DATA PROVIDED:
BEGIN

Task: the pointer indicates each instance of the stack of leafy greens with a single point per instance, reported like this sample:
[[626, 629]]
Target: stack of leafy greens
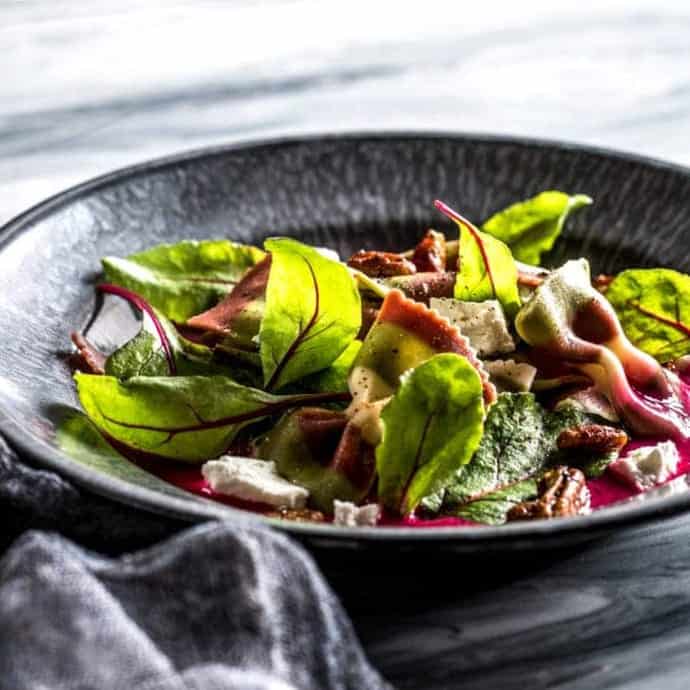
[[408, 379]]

END
BEGIN

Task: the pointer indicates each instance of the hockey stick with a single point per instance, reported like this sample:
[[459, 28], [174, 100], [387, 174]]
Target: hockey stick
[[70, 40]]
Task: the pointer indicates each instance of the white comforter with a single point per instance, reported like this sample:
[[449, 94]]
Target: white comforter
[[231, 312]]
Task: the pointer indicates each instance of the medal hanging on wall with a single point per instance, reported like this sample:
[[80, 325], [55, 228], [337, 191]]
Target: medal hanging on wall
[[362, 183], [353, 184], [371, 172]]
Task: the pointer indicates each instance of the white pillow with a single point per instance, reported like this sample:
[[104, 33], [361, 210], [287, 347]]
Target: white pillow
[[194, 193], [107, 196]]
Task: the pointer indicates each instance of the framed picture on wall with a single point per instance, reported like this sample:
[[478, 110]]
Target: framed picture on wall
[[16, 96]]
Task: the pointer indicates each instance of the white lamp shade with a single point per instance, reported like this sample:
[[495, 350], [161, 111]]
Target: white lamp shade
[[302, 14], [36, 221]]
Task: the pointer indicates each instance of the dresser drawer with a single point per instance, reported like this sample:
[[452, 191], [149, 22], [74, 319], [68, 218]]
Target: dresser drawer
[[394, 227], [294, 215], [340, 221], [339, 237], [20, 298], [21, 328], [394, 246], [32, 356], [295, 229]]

END

TASK PROMPT: Format the lines above, from the line containing "Task: the pointer indicates each instance of the stack" to the line containing "[[408, 379]]", including both, as a numbered list with no blank lines. Leave the pictures out of your answer.

PROBLEM SOLUTION:
1. Task: the pointer indicates each instance of the stack of leafy greens with a single point per instance, reported like this sample:
2. [[626, 629]]
3. Target: stack of leafy greens
4. [[408, 379]]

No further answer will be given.